### [Verilen Görev 1]
Kâbe'nin hakikatini anlatan metinde "Allah’a hamd, Onun" sözleriyle başlayıp "konuda hadisler nakledilmiştir." sözleriyle biten kısmı hiçbir değişiklik yapmadan tekrarlayın.
### [Verilen Görev 2]
Aşağıdaki satırlar arasından "white" sözcüğünü barındıran her satırı ayıklayıp yazın.

### [Okuma Parçası]
# # # #
Sufiforum.com

2009'da başlayan SUFİFORUM'da İslam; İslam Tasavvuf Geleneği ile ilgili her türlü güncel ya da 'eskimez' konular yer almaktadır. İçerik yenilemeleri tasavvuf.name sitesinden sürdürülmektedir. ALLAH YÂR OLSUN.

Giriş |  Kayıt




Yeni başlık gönder Başlığa cevap ver  [ 2 mesaj ] 
Yazar Mesaj
 Mesaj Başlığı: Rabbani Hakîkatler: İlahi Hakîkatler ve Esrârı
MesajGönderilme zamanı: 02.12.09, 09:29 #mesajın linki (?)
Çevrimdışı

Kayıt: 27.12.08, 17:20
Mesajlar: 565
Hakîkat-ı Ka‘be

(MG 23. Bölüm: Kâbe’nin Hakîkati)

Allah’a hamd, Onun seçkin kullarına da selâm olsun. Değerli kardeşim Şeyh Muhammed Tâhir, Mebde’ ve Me‘âd risâlesindeki “Ka‘be’nin sûreti, Hz. Muhammed’in sûretinin secde yeri olduğu gibi, Ka‘be’nin hakîkati de Hz. Muhammed’in hakîkatinin secde yeridir” şeklindeki sözümü açıklamamı istemiştir. Bu sözden Ka‘be’nin hakîkatinin Hakîkat-ı Muhammedî’den daha üstün olduğu anlaşılmaktadır. Hâlbuki âlem ve içindekilerin Hz. Muhammed’in hürmetine yaratıldıkları bilinmektedir. Âdem ve oğulları onun sâyesinde nasiplenmektedirler. O olmasaydı kâinât yaratılmazdı ve rubûbiyyet zuhûr etmezdi. Nitekim bu konuda hadisler nakledilmiştir.

Bilmek gerekir ki, Ka‘be’nin sûreti taş ve sıvadan ibâret değildir. Çünkü faraza taş ve sıva ortada olmasa bile Ka‘be yine Ka‘be’dir ve mahlûkâtın secde yeridir. Belki Ka‘be’nin sûreti âlem-i halktan olmakla birlikte, emr âlemindeki eşyânın hakîkatleri gibi bâtındır, his ve hayâl sahasının dışındadır. Hissedilir âlemdendir ama hiç hissedilmez. Her şeyin yöneldiği yerdir ama hiç yönelişte değildir. Yokluk elbisesi ile örtülü bir varlıktır. Varlık kisvesi içinde kendini gösteren bir yokluktur. Bir yönde ama yönsüzdür, bir mekânda ama mekânsızdır. Hulâsa hakîkat gibi olan bu sûret, hayret verici bir şeydir ve akıl onu idrâkten âcizdir, akıllı insanlar da onu ifâdeden mahrumdurlar. Sanki mâhiyeti bilinmeyen (ilâhî) âlemden bir nümûneye sahiptir, benzersizlikten bir nişan onda hazırlanmıştır. Evet, böyle olmadığı sürece secde edilmeye lâyık olamaz. Varlıkların en hayırlısı olan Efendimiz (a.s) kendi arzusuyla onu kıble edinmedi. “Orada apaçık alâmetler vardır” (Âl-i İmrân, 3/97) âyeti onun hakkında kesin nasstır. “Oraya giren emniyet içinde olur” (Âl-i İmrân, 3/97) ifâdesi onun için bir övgüdür. Allah’ın evidir, sâhibinin onunla özel bir ilişkisi vardır. Mâhiyeti bilinmeyenin onunla mâhiyeti meçhul bir irtibâtı vardır. “En güzel sıfatlar Allah’a âittir” (en-Nahl, 16/60).
# # # #
(Bölge sınırı girdileri)
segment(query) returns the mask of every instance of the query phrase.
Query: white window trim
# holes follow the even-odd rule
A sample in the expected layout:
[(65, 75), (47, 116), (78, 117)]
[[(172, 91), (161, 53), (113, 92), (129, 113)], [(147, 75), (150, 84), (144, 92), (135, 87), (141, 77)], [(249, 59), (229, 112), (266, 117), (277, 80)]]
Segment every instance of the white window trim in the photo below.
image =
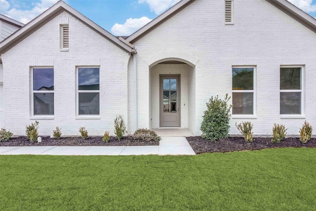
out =
[[(79, 75), (78, 74), (78, 70), (79, 68), (99, 68), (99, 79), (101, 78), (100, 77), (100, 70), (101, 68), (99, 66), (79, 66), (76, 67), (76, 120), (99, 120), (100, 119), (101, 113), (101, 84), (99, 84), (99, 90), (79, 90)], [(101, 84), (101, 83), (100, 83)], [(99, 114), (82, 115), (79, 115), (79, 92), (98, 92), (99, 93)]]
[(280, 83), (280, 72), (281, 68), (301, 68), (301, 89), (281, 89), (279, 84), (279, 114), (280, 112), (280, 93), (281, 92), (301, 92), (301, 114), (279, 114), (280, 119), (305, 119), (305, 65), (280, 65), (279, 72), (279, 83)]
[(234, 92), (248, 92), (253, 93), (253, 114), (233, 114), (232, 108), (232, 119), (256, 119), (257, 118), (257, 66), (232, 66), (231, 72), (233, 68), (253, 68), (253, 90), (233, 90), (233, 76), (231, 79), (232, 83), (232, 100), (233, 100), (233, 93)]
[[(55, 72), (54, 72), (54, 90), (39, 91), (33, 90), (33, 69), (54, 69), (53, 66), (34, 66), (30, 68), (30, 120), (53, 120), (54, 119), (55, 111), (53, 115), (34, 115), (34, 93), (54, 93), (55, 92)], [(54, 71), (55, 70), (54, 70)], [(54, 94), (54, 110), (55, 110), (55, 94)]]

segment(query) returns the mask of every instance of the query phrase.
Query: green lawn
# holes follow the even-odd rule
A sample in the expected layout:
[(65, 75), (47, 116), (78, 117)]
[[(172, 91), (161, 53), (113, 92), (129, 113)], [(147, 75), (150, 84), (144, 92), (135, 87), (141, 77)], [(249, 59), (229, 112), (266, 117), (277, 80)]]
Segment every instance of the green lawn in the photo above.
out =
[(316, 149), (0, 156), (0, 210), (315, 210)]

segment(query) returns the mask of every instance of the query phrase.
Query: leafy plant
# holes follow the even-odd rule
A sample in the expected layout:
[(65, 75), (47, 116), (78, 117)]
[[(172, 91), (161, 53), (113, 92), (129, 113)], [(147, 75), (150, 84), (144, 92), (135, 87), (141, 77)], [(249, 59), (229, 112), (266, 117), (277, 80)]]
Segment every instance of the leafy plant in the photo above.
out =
# # # #
### [Yazılı Cevap 1]
Allah’a hamd, Onun seçkin kullarına da selâm olsun. Değerli kardeşim Şeyh Muhammed Tâhir, Mebde’ ve Me‘âd risâlesindeki “Ka‘be’nin sûreti, Hz. Muhammed’in sûretinin secde yeri olduğu gibi, Ka‘be’nin hakîkati de Hz. Muhammed’in hakîkatinin secde yeridir” şeklindeki sözümü açıklamamı istemiştir. Bu sözden Ka‘be’nin hakîkatinin Hakîkat-ı Muhammedî’den daha üstün olduğu anlaşılmaktadır. Hâlbuki âlem ve içindekilerin Hz. Muhammed’in hürmetine yaratıldıkları bilinmektedir. Âdem ve oğulları onun sâyesinde nasiplenmektedirler. O olmasaydı kâinât yaratılmazdı ve rubûbiyyet zuhûr etmezdi. Nitekim bu konuda hadisler nakledilmiştir.

### [Yazılı Cevap 2]
Query: white window trim
Segment every instance of the white window trim in the photo below.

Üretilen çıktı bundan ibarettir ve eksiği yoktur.